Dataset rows
==================================================

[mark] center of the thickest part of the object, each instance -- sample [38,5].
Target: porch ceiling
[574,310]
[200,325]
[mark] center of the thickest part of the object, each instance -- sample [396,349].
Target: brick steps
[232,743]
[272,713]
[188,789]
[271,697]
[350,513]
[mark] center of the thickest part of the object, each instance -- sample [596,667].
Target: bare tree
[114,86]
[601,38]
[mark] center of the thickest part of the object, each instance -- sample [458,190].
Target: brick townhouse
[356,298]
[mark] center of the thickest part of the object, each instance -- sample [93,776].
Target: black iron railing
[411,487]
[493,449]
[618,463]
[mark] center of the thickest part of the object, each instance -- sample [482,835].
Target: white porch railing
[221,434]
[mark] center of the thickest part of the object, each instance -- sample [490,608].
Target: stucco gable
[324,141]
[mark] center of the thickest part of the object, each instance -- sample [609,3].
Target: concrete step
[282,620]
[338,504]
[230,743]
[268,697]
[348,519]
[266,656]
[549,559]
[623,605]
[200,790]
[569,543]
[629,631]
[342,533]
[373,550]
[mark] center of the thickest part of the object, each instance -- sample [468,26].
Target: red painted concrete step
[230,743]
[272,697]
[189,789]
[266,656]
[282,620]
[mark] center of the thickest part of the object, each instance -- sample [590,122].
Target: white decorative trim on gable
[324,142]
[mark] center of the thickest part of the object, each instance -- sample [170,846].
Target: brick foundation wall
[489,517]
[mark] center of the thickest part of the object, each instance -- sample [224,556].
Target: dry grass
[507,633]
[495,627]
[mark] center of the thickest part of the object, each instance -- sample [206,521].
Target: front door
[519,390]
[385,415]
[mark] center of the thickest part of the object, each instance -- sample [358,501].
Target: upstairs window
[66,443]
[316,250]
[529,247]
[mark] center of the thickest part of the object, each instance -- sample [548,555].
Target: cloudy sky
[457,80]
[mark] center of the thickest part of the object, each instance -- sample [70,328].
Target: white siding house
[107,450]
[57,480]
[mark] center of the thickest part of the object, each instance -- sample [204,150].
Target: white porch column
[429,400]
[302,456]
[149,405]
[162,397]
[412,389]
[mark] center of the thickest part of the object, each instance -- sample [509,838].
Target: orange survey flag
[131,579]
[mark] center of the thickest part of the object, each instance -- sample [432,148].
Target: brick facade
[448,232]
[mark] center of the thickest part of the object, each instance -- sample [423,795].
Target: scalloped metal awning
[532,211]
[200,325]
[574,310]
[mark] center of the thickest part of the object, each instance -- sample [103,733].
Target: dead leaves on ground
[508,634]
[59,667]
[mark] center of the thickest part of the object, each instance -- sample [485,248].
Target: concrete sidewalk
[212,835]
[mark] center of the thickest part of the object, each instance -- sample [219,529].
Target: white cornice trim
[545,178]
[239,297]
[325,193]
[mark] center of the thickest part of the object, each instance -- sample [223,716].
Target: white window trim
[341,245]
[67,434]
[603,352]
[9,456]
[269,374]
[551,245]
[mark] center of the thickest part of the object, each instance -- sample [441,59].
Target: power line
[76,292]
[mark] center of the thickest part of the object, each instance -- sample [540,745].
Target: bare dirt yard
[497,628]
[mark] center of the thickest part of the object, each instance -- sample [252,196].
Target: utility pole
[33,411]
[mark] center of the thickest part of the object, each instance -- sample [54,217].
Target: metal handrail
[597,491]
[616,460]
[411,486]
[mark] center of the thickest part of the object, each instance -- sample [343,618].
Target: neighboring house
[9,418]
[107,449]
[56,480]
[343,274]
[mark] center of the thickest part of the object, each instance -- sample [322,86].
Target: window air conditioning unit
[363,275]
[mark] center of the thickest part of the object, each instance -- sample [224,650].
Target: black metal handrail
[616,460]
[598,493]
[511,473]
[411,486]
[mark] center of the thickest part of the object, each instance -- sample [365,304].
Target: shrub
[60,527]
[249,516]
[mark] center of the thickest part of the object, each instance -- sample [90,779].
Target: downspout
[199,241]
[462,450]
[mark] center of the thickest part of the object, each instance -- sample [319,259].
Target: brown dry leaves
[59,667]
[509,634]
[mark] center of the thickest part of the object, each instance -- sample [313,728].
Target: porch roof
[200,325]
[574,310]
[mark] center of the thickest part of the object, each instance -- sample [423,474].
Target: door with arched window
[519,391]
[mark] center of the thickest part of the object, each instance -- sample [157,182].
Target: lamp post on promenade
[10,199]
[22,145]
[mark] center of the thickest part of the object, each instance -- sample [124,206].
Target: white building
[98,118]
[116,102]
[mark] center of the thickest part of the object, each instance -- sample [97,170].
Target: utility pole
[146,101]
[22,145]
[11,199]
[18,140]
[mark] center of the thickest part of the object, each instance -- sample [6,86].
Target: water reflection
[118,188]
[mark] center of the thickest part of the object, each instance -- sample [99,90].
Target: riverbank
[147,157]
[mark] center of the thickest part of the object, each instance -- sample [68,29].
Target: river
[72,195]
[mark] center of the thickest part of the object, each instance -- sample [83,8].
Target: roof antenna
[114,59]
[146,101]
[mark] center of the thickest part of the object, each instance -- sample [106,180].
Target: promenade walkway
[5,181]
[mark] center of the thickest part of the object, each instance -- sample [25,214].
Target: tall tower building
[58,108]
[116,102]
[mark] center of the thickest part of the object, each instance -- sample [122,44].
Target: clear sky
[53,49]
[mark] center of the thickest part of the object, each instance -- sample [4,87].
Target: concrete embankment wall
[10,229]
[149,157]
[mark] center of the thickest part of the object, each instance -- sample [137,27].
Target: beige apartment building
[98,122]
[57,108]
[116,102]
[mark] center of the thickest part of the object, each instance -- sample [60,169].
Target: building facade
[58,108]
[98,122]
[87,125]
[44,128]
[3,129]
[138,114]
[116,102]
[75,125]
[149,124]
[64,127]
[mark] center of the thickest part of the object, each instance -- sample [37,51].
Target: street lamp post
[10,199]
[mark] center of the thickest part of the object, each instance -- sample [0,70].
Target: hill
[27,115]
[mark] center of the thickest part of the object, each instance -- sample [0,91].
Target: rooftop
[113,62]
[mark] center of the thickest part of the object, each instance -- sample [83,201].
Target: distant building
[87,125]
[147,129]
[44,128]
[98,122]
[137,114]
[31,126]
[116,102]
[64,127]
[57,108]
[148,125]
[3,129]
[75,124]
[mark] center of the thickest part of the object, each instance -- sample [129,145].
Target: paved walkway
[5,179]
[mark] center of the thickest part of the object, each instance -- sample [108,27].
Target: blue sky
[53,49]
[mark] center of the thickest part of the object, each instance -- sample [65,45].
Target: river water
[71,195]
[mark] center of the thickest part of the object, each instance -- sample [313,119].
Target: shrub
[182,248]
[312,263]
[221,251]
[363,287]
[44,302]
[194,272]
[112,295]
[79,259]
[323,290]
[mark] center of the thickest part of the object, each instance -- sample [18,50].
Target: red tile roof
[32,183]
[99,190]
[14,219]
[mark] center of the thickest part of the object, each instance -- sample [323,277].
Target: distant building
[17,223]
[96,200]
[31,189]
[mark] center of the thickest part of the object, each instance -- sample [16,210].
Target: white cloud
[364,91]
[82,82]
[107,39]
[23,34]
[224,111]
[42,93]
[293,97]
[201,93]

==================================================

◆ **GIVEN PROBLEM**
The records above should all be quoted exactly, please.

◆ **EXERCISE RESPONSE**
[mark] center of the thickest part of the object, each instance -- sample [38,5].
Target: porch ceiling
[574,310]
[200,325]
[mark] center of the thickest part of the object, each instance -- sample [396,349].
Target: brick steps
[232,743]
[272,713]
[188,789]
[271,697]
[350,513]
[mark] center of the thickest part of the object, each instance -- sample [596,667].
Target: bare tree
[114,86]
[601,38]
[mark] center of the thickest part of the object, each instance -- sample [458,190].
Target: brick townhouse
[356,298]
[mark] center of the thickest part of the object, each instance -- sample [93,776].
Target: black iron railing
[411,487]
[493,449]
[618,463]
[mark] center of the thickest part of the object, each instance -- sample [482,835].
Target: white porch railing
[221,434]
[mark] center of the thickest part of the object, each instance -- sample [490,608].
Target: stucco gable
[324,141]
[mark] center of the thickest part of the object, each instance -- sample [609,3].
Target: concrete step
[282,620]
[338,504]
[230,743]
[268,697]
[348,519]
[266,656]
[549,559]
[623,605]
[200,790]
[569,543]
[629,631]
[342,533]
[373,550]
[mark] center of the thickest part of the object, each instance -- sample [468,26].
Target: red painted concrete step
[230,743]
[272,697]
[189,789]
[266,656]
[282,620]
[mark] center of the thickest part of the object, each instance -- sample [590,122].
Target: white decorative trim on gable
[324,142]
[mark] center of the thickest part of the object, each instance -- sample [170,846].
Target: brick foundation wall
[489,517]
[mark] center of the thickest part of the object, each instance -- sample [224,556].
Target: dry grass
[507,633]
[495,627]
[mark] center of the thickest part of the object, each instance -- sample [206,521].
Target: front door
[519,390]
[385,415]
[mark] center of the thickest part of the object, each instance -- sample [358,501].
Target: upstairs window
[66,443]
[316,250]
[529,247]
[mark] center of the thickest part of the object, each instance -- sample [548,555].
Target: cloudy sky
[457,80]
[mark] center of the thickest part of the object, each instance -- sample [70,328].
Target: white siding house
[107,450]
[57,480]
[mark] center of the thickest part of the object, each instance -- sample [204,150].
Target: white porch column
[429,400]
[302,456]
[149,405]
[162,397]
[412,389]
[mark] center of the thickest part of the object, each instance -- sample [509,838].
Target: orange survey flag
[131,579]
[mark] center of the thickest part of the object, each instance -- sample [432,148].
Target: brick facade
[448,232]
[mark] center of the thickest part of the object, each instance -- sample [423,795].
Target: scalloped metal awning
[532,211]
[200,325]
[574,310]
[mark] center of the thickest part of the object, each instance -- sample [103,733].
Target: dead leaves on ground
[508,634]
[59,667]
[mark] center of the thickest part of the object, each instance -- sample [485,248].
Target: concrete sidewalk
[212,835]
[mark] center of the thickest part of the object, each instance -- sample [219,529].
Target: white cornice trim
[545,178]
[239,297]
[325,193]
[mark] center of the thickest part of the object, each instance -- sample [223,716].
Target: white window trim
[341,245]
[67,434]
[603,352]
[9,456]
[269,374]
[551,245]
[mark] center of the thickest part of the object, each instance -- sample [441,59].
Target: power line
[76,292]
[mark] center of the thickest part of the object, each instance -- sample [540,745].
Target: bare dirt yard
[497,628]
[mark] center of the thickest part of the object, each instance -- sample [252,196].
Target: utility pole
[33,411]
[mark] center of the thickest part of the object, each instance -- sample [54,217].
Target: metal handrail
[597,491]
[616,460]
[411,486]
[mark] center of the thickest part of the object, each instance -- sample [343,618].
Target: neighboring house
[9,418]
[107,449]
[56,480]
[343,274]
[mark] center of the thickest part of the object, each instance -- sample [322,86].
Target: window air conditioning unit
[363,275]
[mark] center of the thickest part of the object, each instance -- sample [224,650].
Target: black metal handrail
[616,460]
[598,493]
[511,473]
[411,486]
[mark] center of the thickest part of the object, each instance -- sample [365,304].
Target: shrub
[60,527]
[249,516]
[mark] center of the thickest part of the object, each instance -- sample [90,779].
Target: downspout
[199,241]
[462,450]
[mark] center of the thickest part of the object, each instance -- sample [319,259].
Target: brown dry leaves
[59,667]
[509,634]
[mark] center of the thickest part of the object, each instance -- sample [313,728].
Target: porch roof
[200,325]
[574,310]
[mark] center of the thickest part of the object, each instance -- sample [423,474].
Target: door with arched window
[519,391]
[mark] center of the thickest part of the object, each instance -- sample [157,182].
Target: lamp post on promenade
[10,199]
[22,145]
[mark] center of the thickest part of the object, each instance -- sample [124,206].
Target: white building
[98,118]
[116,102]
[mark] center of the thickest part of the object, each instance -- sample [97,170].
Target: utility pole
[146,101]
[22,145]
[11,199]
[18,140]
[mark] center of the thickest part of the object, each instance -- sample [6,86].
Target: water reflection
[118,188]
[mark] center of the thickest part of the object, each instance -- sample [99,90].
Target: riverbank
[147,157]
[mark] center of the thickest part of the object, each instance -- sample [68,29].
Target: river
[72,195]
[mark] center of the thickest part of the object, each instance -- sample [83,8].
Target: roof antenna
[114,59]
[146,101]
[mark] center of the thickest part of the object, each instance -- sample [106,180].
Target: promenade walkway
[5,181]
[mark] center of the thickest part of the object, each instance -- sample [25,214].
Target: tall tower building
[58,108]
[116,102]
[mark] center of the thickest part of the object, each instance -- sample [122,44].
Target: clear sky
[53,49]
[mark] center of the thickest part of the object, each instance -- sample [4,87].
Target: concrete embankment wall
[10,229]
[149,157]
[mark] center of the thickest part of the object, each instance -- sample [137,27].
Target: beige apartment building
[98,122]
[57,108]
[116,102]
[mark] center of the thickest part of the object, each instance -- sample [60,169].
Target: building facade
[58,108]
[98,122]
[87,125]
[44,128]
[3,129]
[138,114]
[116,102]
[75,125]
[149,124]
[64,127]
[mark] center of the thickest part of the object, each instance -- sample [37,51].
Target: street lamp post
[10,199]
[mark] center of the thickest part of the object, each instance -- sample [0,70].
Target: hill
[27,115]
[mark] center of the thickest part of the object, each instance -- sample [0,91].
Target: rooftop
[113,62]
[mark] center of the thickest part of the object, each instance -- sample [83,201].
Target: distant building
[87,125]
[147,129]
[44,128]
[98,122]
[137,114]
[31,126]
[116,102]
[64,127]
[57,108]
[148,125]
[3,129]
[75,124]
[mark] center of the thickest part of the object, each instance -- sample [129,145].
Target: paved walkway
[5,179]
[mark] center of the thickest part of the object, each instance -- sample [108,27].
Target: blue sky
[53,49]
[mark] center of the thickest part of the object, each instance -- sample [65,45].
Target: river water
[71,195]
[mark] center of the thickest part of the object, each instance -- sample [313,119].
Target: shrub
[182,248]
[312,263]
[221,251]
[363,287]
[44,302]
[194,272]
[112,295]
[79,259]
[323,290]
[mark] center of the thickest part of the object, each instance -- sample [18,50].
Target: red tile roof
[32,183]
[99,190]
[14,219]
[mark] center of the thickest part of the object, each instance -- sample [323,277].
Target: distant building
[17,223]
[96,200]
[31,189]
[mark] center of the thickest part of the object, each instance -- sample [16,210].
Target: white cloud
[364,91]
[82,82]
[107,39]
[23,34]
[224,111]
[42,93]
[293,97]
[201,93]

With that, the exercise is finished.